Description of the task
Extract every line of the entries below that contains the word "Where", matching case exactly.

Data excerpts
------------------------------------------------------------

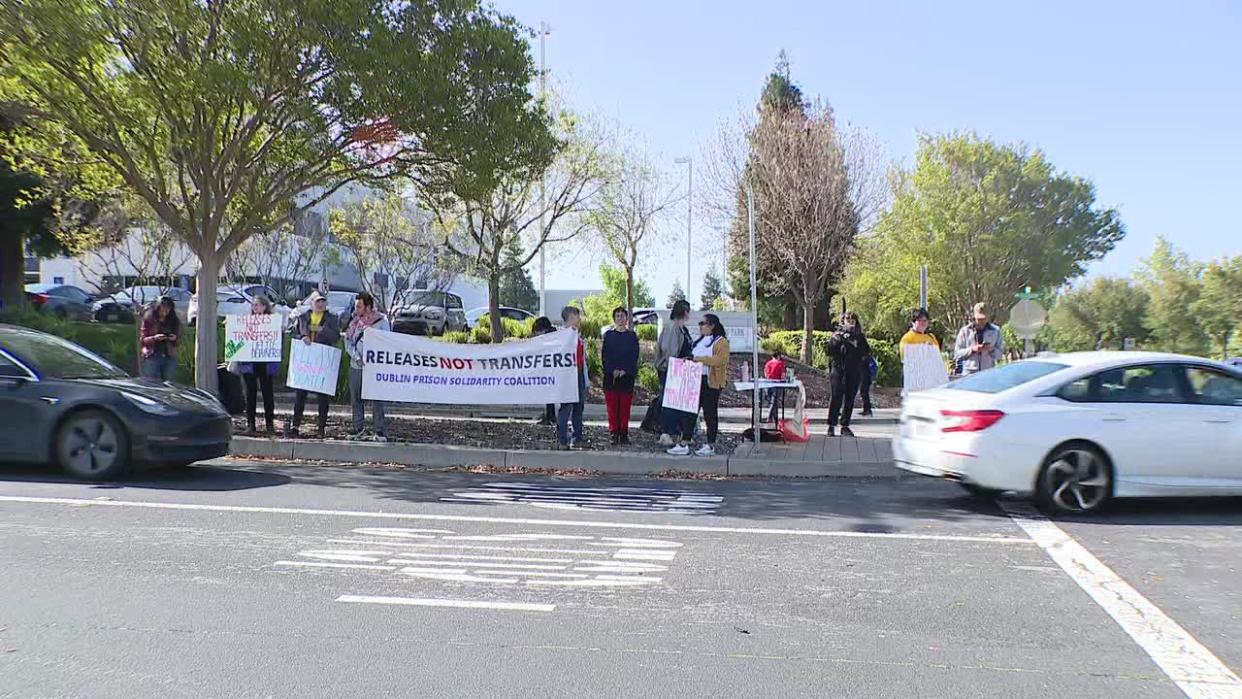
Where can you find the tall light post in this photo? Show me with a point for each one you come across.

------------------------------------------------------------

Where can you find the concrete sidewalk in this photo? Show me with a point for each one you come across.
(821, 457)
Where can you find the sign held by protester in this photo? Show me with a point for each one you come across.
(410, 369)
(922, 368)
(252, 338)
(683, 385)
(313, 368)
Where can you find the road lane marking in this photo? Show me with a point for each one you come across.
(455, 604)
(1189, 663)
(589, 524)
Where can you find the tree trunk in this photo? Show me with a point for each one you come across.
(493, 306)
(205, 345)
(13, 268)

------------------------------------------------------------

Output for this task
Where can you find the tall light post in this photo? Show me with a point for each one you come across.
Where can you find the concrete sidewalk in this photo? Show me with a point for each one you come across.
Where can you find the sign held by protester in this photo? Show me with a point for each one you come across.
Where can you find the road lane marking in this photo? Show me with a point for each one you come across.
Where can you find the tree trunk in this photo? Show me with a point for each one you come across.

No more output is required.